**TEXT PROVIDED**
** BEGIN **

1. ## Orthogonal Diagonalization

So if there exists a P such that $\displaystyle P^{-1}AP$ is diagonal, then A is diagonalizable. $\displaystyle P=[P_1 P_2 P_3]$ where $\displaystyle P_1,P_2,P_3$ are eigenvectors of A. So, A is diagonalizable if it has 3 distinct eigenvalues.
A is orthogonally diagonalizable if there exists an orthonormal set of 3 eigenvectirs if A. Also, it is orthogonally diagonalizable if there exists P such that $\displaystyle P^TAP$ is diagonal.

So for (a), I need to show if there is a matrix P that diagonalizes A. First finding the eigenvalues of A:

$\displaystyle det(\lambda I -A)=0$

$\displaystyle \lambda^3-q \lambda-rp \lambda -rpq = 0$

And I'm stuck here, because I don't know the values of r,p,q. Can anyone help?

2. Originally Posted by demode

So if there exists a P such that $\displaystyle P^{-1}AP$ is diagonal, then A is diagonalizable. $\displaystyle P=[P_1 P_2 P_3]$ where $\displaystyle P_1,P_2,P_3$ are eigenvectors of A. So, A is diagonalizable if it has 3 distinct eigenvalues.

No. It is diagonalizable iff it has three linearly independent eigenvectors.

A is orthogonally diagonalizable if there exists an orthonormal set of 3 eigenvectirs if A. Also, it is orthogonally diagonalizable if there exists P such that $\displaystyle P^TAP$ is diagonal.

It should be " is orthog. diag. if there exists orthogonal P such that..."

So for (a), I need to show if there is a matrix P that diagonalizes A. First finding the eigenvalues of A:

$\displaystyle det(\lambda I -A)=0$

$\displaystyle \lambda^3-q \lambda-rp \lambda -rpq = 0$

This should be $\displaystyle x^3-qx^2-prx+pqr=(x-q)(x^2-pr)$ , and then we can use the theorem that says that a matrix is diagonalizable iff its

minima polynomial is a product of different linear factors, so it must be that $\displaystyle x^2-pr$ has a two different roots in the definition field of the vector space we're

talking about, and since we're talking , apparently, of the complex field, then we must have that none of these two different roots equals $\displaystyle q$ , which

already is a root of the first factor...

** END **

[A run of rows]
** BEGIN **

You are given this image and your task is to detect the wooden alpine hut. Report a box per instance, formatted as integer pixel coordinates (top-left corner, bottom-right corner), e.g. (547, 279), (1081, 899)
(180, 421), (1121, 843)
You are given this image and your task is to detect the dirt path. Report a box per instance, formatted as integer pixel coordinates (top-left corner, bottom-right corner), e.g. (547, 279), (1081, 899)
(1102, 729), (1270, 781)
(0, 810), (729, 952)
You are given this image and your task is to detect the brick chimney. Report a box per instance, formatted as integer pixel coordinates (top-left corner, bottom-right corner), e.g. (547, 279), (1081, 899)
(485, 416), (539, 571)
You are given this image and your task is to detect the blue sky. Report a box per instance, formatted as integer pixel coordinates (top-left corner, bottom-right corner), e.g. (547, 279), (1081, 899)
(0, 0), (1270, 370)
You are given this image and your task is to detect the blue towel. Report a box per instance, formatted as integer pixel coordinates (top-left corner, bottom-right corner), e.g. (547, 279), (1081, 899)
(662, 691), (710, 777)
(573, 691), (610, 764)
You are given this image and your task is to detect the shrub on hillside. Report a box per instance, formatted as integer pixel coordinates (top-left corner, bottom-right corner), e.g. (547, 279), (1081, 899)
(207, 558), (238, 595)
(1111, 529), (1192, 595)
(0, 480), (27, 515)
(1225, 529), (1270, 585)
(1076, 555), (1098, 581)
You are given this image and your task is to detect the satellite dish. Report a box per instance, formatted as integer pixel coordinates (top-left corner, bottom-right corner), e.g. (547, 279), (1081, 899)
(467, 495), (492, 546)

** END **

**EXERCISE TASK**
From the diagonalization thread, write out the passage between "This should be" and "the first factor...", inclusive.

**COMPLETE ANSWER**
This should be $\displaystyle x^3-qx^2-prx+pqr=(x-q)(x^2-pr)$ , and then we can use the theorem that says that a matrix is diagonalizable iff its

minima polynomial is a product of different linear factors, so it must be that $\displaystyle x^2-pr$ has a two different roots in the definition field of the vector space we're

talking about, and since we're talking , apparently, of the complex field, then we must have that none of these two different roots equals $\displaystyle q$ , which

already is a root of the first factor...